▶ OPDRACHTEN BIJ OEFENING
1. Geef uit het tekstfragment over de mondelinge behandeling letterlijk het stuk weer dat begint bij "Tijdens de mondelinge" en eindigt bij "en de hulpverlening.".
2. Neem de draad van de tekst over de mondelinge behandeling weer op en schrijf verder na de laatste zin.

===== TEKSTFRAGMENT

Tijdens de mondelinge behandeling op 16 november 2023 zijn zowel de man als zijn zoon gehoord, evenals vertegenwoordigers van de GGD en de bewindvoerder. De man stelt dat hij een goede band heeft met zijn zoon en dat deze in staat is om de rol van bewindvoerder en mentor op zich te nemen. De GGD daarentegen heeft zorgen geuit over de bereikbaarheid en betrokkenheid van de zoon, en heeft aangegeven dat er eerder problemen zijn geweest met de communicatie tussen de zoon en de hulpverlening.

==========
===== AANGELEVERDE GEGEVENS

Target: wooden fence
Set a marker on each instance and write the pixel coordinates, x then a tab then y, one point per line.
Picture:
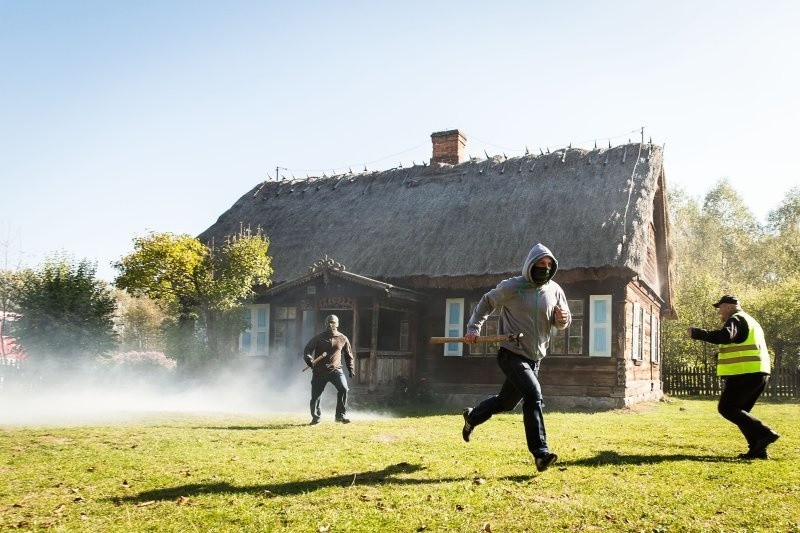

==========

▶ RESULTATEN PER OPDRACHT
1.
Tijdens de mondelinge behandeling op 16 november 2023 zijn zowel de man als zijn zoon gehoord, evenals vertegenwoordigers van de GGD en de bewindvoerder. De man stelt dat hij een goede band heeft met zijn zoon en dat deze in staat is om de rol van bewindvoerder en mentor op zich te nemen. De GGD daarentegen heeft zorgen geuit over de bereikbaarheid en betrokkenheid van de zoon, en heeft aangegeven dat er eerder problemen zijn geweest met de communicatie tussen de zoon en de hulpverlening.

2.
Het hof overweegt dat, hoewel de man zijn voorkeur heeft uitgesproken voor zijn zoon, er gegronde redenen zijn om van deze voorkeur af te wijken. De zoon heeft in het verleden niet adequaat gereageerd op de zorgbehoeften van zijn vader, wat heeft geleid tot een onhoudbare thuissituatie. Het hof concludeert dat de man beter af is met een onafhankelijke bewindvoerder en mentor die in staat is om de nodige zorg en ondersteuning te bieden. De bestreden beschikking wordt dan ook bekrachtigd, waarbij het hof de noodzaak van een persoonlijke benadering door de mentor benadrukt.

Uitspraak

GERECHTSHOF ’s-HERTOGENBOSCH

Team familie- en jeugdrecht
Uitspraak: 21 december 2023
Zaaknummer: 200.329.146/01
Zaaknummers eerste aanleg: 10139214 BM VERZ 22-4378 en 10424039 MS 23-414
in de zaak in hoger beroep van:
[de man],
wonende te [woonplaats] ,
verzoeker in hoger beroep,
hierna te noemen: de man,
advocaat: mr. J.L.E. Marchal.
Als belanghebbenden worden aangemerkt:
-
De Geneeskundige Gezondheidsdienst [regio],
gevestigd te [vestigingsplaats] ,
verweerster in hoger beroep,
hierna te nemen: de GGD,
advocaat: mr. R.W. Janssen.
-
[B.V.] B.V..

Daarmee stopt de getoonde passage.